> What this task involves
Give every line again exactly as it appears, please, but not the pictures.

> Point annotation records

----

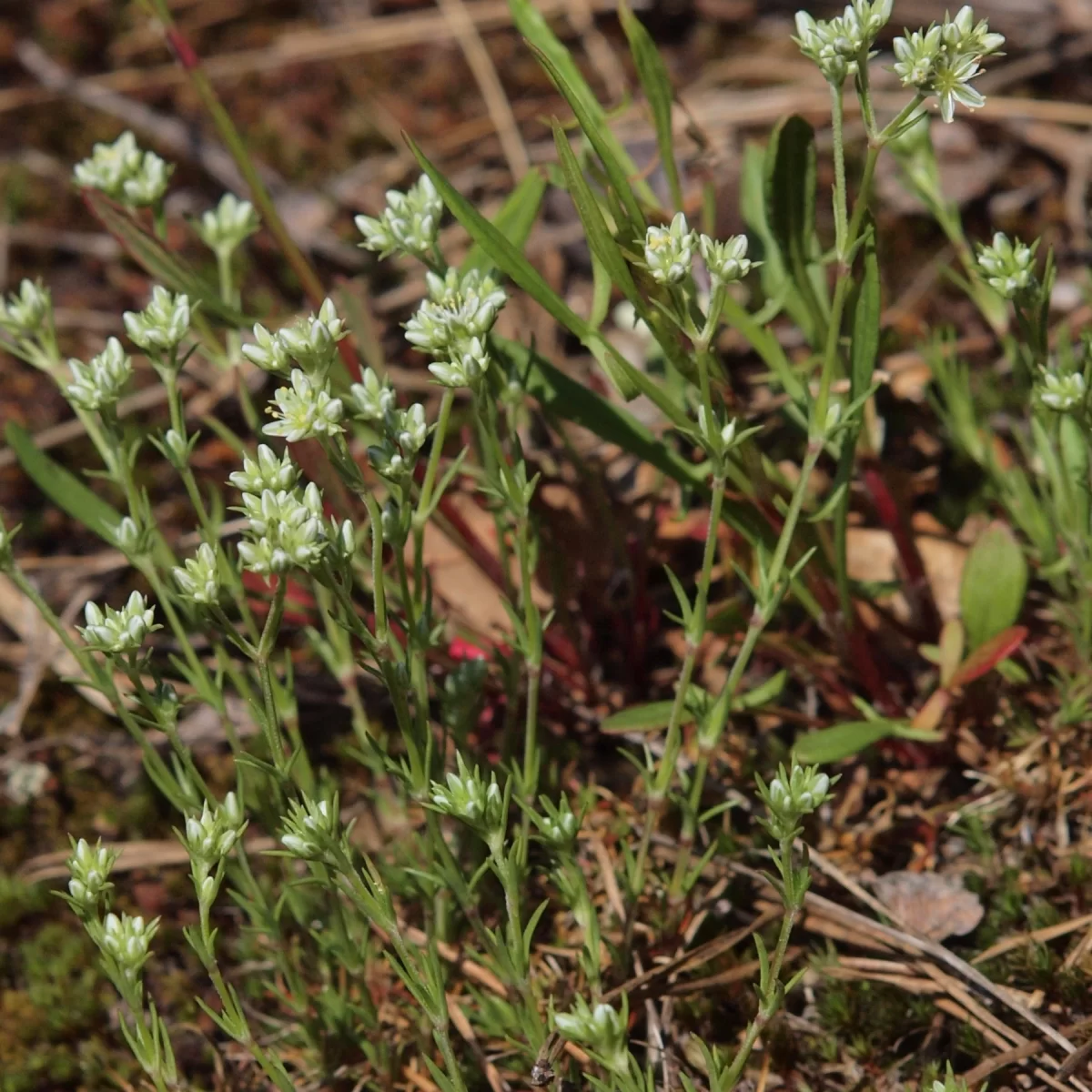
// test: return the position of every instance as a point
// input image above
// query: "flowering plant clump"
(452, 869)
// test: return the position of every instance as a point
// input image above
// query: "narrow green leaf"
(866, 322)
(658, 88)
(516, 218)
(631, 381)
(530, 22)
(600, 239)
(562, 396)
(790, 197)
(602, 289)
(841, 741)
(596, 131)
(158, 262)
(650, 716)
(992, 592)
(63, 489)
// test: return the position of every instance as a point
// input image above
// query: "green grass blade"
(530, 22)
(658, 91)
(516, 218)
(64, 489)
(596, 134)
(158, 262)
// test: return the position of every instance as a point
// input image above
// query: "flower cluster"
(311, 828)
(28, 312)
(469, 797)
(266, 472)
(944, 60)
(287, 529)
(602, 1029)
(1008, 267)
(310, 343)
(199, 582)
(222, 229)
(126, 940)
(305, 410)
(792, 795)
(98, 383)
(669, 254)
(404, 435)
(90, 867)
(840, 45)
(163, 325)
(208, 839)
(669, 251)
(408, 225)
(557, 824)
(125, 173)
(118, 632)
(372, 398)
(1062, 393)
(458, 309)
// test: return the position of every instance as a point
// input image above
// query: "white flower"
(305, 410)
(224, 228)
(944, 60)
(1062, 393)
(669, 251)
(199, 582)
(726, 261)
(28, 312)
(458, 309)
(98, 383)
(124, 173)
(266, 472)
(1009, 266)
(163, 325)
(119, 632)
(408, 225)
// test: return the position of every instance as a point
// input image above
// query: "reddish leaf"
(987, 656)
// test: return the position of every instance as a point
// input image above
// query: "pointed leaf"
(600, 239)
(841, 741)
(65, 490)
(995, 578)
(658, 88)
(531, 23)
(596, 132)
(988, 655)
(158, 262)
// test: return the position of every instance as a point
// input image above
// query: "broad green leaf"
(64, 489)
(158, 262)
(648, 718)
(992, 592)
(629, 380)
(841, 741)
(574, 402)
(776, 283)
(600, 239)
(790, 195)
(988, 655)
(516, 218)
(595, 131)
(658, 88)
(530, 22)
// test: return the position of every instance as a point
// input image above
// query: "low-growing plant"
(334, 512)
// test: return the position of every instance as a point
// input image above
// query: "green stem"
(425, 500)
(672, 743)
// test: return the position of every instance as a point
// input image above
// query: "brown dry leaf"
(873, 556)
(933, 905)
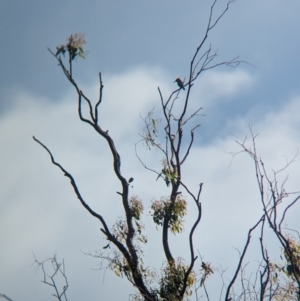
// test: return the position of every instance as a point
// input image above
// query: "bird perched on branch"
(179, 83)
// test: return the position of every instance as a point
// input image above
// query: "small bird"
(179, 83)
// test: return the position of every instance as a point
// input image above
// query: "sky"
(138, 46)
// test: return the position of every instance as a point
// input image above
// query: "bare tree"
(177, 279)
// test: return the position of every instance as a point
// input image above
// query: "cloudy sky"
(138, 46)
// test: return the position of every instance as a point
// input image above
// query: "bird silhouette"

----

> The completed task
// test: return the position of every instance as a point
// input image above
// query: "flowering plant clump"
(452, 869)
// test: return the position of every instance as a point
// input image above
// query: "narrow green leaf"
(866, 322)
(658, 88)
(516, 218)
(631, 381)
(530, 22)
(600, 239)
(562, 396)
(790, 197)
(602, 289)
(841, 741)
(596, 131)
(158, 262)
(650, 716)
(992, 592)
(63, 489)
// test: return the position of every instance as a point
// input image above
// query: "green grass blade"
(530, 22)
(658, 91)
(516, 218)
(64, 489)
(596, 134)
(158, 262)
// test: return the position of every instance as a point
// input image above
// query: "flower cluster"
(311, 828)
(28, 312)
(469, 797)
(266, 472)
(944, 60)
(287, 529)
(602, 1029)
(1008, 267)
(310, 343)
(199, 582)
(222, 229)
(126, 940)
(305, 410)
(792, 795)
(98, 383)
(669, 254)
(404, 435)
(90, 867)
(840, 45)
(163, 325)
(208, 839)
(669, 251)
(408, 225)
(557, 824)
(125, 173)
(118, 632)
(372, 398)
(1062, 393)
(458, 309)
// test: return the position of every instance as a point
// input image above
// query: "white flower"
(305, 410)
(224, 228)
(944, 60)
(1062, 393)
(669, 251)
(199, 582)
(726, 261)
(28, 312)
(458, 309)
(98, 383)
(124, 173)
(266, 472)
(1009, 266)
(163, 325)
(119, 632)
(408, 225)
// test: return the position of every instance as a point
// input image above
// query: "reddish leaf"
(987, 656)
// test: return the position of every instance as a point
// input image above
// query: "pointed leaf"
(600, 239)
(841, 741)
(65, 490)
(995, 578)
(658, 88)
(531, 23)
(596, 132)
(988, 655)
(158, 262)
// test: return the position of every instance as a point
// input image above
// query: "broad green leaf"
(64, 489)
(158, 262)
(648, 718)
(992, 592)
(629, 380)
(841, 741)
(574, 402)
(776, 283)
(600, 239)
(790, 195)
(988, 655)
(516, 218)
(595, 131)
(658, 88)
(530, 22)
// test: return the position of every instance as a point
// input image above
// query: "low-growing plant"
(334, 512)
// test: return the position of every instance as a point
// input image above
// query: "green stem"
(425, 500)
(672, 743)
// test: return the position of every instance as a point
// input image above
// query: "brown dry leaf"
(873, 556)
(933, 905)
// test: return the position of every instance as a point
// input image above
// query: "bird perched on branch"
(179, 83)
// test: return the position of every instance as a point
// input image above
// query: "small bird"
(179, 83)
// test: return the position of every instance as a point
// input image above
// query: "sky"
(138, 46)
// test: return the position of every instance as a point
// input image above
// query: "bare tree"
(177, 279)
// test: return the position of every instance as a point
// input image above
// query: "cloudy sky"
(138, 46)
// test: return the position of every instance as a point
// input image above
// query: "bird silhouette"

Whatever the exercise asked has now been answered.